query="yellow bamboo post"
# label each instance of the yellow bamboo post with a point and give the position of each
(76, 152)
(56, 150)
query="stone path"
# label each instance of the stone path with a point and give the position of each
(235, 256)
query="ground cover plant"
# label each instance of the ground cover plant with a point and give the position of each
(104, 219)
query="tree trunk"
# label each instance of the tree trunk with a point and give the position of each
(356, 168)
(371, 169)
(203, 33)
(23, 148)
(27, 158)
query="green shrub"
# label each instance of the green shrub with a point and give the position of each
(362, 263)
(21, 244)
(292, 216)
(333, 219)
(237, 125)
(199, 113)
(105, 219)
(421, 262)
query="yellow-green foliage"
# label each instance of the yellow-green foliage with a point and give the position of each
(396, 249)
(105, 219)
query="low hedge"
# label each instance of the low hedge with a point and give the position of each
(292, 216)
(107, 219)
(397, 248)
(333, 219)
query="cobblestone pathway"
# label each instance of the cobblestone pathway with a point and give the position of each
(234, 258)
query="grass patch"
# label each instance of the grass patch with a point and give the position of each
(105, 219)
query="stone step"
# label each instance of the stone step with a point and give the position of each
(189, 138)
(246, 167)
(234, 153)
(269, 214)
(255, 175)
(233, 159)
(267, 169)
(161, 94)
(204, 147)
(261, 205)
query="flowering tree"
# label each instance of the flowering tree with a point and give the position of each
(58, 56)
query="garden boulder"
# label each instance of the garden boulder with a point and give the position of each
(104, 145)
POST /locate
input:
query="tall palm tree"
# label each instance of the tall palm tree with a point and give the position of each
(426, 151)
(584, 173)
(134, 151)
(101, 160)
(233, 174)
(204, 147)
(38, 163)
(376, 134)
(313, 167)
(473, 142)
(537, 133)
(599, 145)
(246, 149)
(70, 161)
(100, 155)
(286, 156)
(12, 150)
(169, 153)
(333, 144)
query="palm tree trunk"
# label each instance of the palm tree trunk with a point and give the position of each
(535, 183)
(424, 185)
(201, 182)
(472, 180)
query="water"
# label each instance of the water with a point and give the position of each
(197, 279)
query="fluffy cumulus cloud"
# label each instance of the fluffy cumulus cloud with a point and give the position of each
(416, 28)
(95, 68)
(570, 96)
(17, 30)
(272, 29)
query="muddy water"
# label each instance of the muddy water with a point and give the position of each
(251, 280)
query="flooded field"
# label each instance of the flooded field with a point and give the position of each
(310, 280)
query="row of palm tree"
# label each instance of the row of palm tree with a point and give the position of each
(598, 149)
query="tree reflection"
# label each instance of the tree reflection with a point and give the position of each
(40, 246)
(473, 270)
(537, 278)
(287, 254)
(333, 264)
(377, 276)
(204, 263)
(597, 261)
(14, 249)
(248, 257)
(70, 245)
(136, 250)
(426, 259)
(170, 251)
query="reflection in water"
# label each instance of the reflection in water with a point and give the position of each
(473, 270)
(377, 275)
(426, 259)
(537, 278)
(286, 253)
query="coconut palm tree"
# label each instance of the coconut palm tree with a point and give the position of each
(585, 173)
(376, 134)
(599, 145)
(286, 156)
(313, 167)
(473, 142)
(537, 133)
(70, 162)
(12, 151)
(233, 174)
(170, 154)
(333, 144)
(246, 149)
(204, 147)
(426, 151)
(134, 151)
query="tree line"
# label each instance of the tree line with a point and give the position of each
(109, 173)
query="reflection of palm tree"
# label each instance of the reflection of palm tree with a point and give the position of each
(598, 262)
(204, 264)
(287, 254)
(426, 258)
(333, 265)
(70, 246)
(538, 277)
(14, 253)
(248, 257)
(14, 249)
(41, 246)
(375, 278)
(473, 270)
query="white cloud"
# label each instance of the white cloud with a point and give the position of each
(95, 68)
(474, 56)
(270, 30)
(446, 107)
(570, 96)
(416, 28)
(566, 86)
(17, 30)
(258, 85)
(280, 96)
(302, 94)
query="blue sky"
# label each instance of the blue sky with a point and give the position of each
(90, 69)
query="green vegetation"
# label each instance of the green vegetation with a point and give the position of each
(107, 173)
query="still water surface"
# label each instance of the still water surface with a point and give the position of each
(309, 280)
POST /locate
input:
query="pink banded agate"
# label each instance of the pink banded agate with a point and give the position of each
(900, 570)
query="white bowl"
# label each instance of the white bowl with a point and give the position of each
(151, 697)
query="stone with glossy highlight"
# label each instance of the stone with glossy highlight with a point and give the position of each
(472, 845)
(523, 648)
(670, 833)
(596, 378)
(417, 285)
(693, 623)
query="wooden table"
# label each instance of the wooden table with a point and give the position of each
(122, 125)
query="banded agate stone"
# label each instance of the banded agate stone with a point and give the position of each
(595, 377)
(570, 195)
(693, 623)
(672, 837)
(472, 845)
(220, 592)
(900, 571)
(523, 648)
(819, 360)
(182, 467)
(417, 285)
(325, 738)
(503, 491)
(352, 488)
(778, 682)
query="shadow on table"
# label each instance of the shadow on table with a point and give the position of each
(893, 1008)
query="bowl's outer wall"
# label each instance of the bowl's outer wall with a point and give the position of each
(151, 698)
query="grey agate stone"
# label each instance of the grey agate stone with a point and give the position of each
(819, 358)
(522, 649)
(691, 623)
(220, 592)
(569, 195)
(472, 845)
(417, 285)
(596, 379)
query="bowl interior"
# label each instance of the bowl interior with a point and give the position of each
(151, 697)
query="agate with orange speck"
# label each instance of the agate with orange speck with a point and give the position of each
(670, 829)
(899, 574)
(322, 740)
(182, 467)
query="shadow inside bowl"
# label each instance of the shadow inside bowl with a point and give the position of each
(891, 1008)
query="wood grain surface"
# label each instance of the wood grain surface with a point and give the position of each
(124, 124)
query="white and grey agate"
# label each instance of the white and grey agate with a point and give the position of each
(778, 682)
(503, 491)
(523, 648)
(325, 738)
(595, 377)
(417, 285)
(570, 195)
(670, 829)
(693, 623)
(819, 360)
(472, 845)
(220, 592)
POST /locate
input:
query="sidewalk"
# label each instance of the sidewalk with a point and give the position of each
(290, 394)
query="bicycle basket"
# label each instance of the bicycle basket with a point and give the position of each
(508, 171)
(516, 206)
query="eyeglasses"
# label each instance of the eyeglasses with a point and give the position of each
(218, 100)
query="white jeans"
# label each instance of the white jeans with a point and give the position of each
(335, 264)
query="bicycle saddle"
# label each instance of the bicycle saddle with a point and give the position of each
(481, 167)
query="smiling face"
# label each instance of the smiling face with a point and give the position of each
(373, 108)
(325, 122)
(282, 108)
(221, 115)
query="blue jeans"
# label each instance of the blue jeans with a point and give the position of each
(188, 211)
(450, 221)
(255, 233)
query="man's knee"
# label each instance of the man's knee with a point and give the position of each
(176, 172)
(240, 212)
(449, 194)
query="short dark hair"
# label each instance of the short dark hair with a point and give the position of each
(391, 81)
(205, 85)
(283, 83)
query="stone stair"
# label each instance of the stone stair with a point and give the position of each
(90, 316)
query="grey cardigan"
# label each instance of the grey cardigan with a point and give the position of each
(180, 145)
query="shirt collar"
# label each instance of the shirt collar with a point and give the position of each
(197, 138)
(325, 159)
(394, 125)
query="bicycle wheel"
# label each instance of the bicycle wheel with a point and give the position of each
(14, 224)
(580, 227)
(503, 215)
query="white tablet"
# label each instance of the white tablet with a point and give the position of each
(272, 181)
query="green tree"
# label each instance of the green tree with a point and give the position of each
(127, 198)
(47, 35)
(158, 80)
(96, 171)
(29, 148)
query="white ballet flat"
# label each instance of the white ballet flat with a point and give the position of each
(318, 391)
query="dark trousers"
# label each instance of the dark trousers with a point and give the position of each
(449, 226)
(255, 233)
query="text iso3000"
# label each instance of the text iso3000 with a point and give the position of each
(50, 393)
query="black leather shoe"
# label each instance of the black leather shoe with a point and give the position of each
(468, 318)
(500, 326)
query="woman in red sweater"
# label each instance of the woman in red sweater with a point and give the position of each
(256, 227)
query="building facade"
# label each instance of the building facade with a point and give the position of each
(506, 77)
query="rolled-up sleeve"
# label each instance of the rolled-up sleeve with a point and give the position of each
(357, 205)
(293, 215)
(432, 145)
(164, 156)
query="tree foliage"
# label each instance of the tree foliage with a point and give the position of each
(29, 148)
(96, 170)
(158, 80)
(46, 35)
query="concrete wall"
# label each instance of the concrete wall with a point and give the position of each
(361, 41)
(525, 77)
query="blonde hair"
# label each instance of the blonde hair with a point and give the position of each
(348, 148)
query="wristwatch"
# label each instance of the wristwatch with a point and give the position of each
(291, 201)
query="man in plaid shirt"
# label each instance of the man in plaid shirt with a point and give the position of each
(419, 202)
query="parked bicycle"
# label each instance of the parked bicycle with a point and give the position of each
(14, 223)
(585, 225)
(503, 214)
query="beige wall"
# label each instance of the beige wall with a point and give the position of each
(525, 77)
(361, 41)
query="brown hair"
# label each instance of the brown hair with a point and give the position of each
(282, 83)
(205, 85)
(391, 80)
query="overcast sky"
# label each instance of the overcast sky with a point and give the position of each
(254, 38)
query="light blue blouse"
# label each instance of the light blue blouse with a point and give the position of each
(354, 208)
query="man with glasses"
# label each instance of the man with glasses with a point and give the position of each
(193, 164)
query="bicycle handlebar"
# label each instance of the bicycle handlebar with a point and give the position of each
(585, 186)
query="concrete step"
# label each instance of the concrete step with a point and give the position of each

━━━━━━━━━━

[Göreviniz] Yukarıdaki kayıtlarda "garden" sözcüğünün geçtiği satırları ayıklayın ve her birini kopyalayın.

[Çözülen problem]
query="garden boulder"
# label each instance of the garden boulder with a point and give the position of each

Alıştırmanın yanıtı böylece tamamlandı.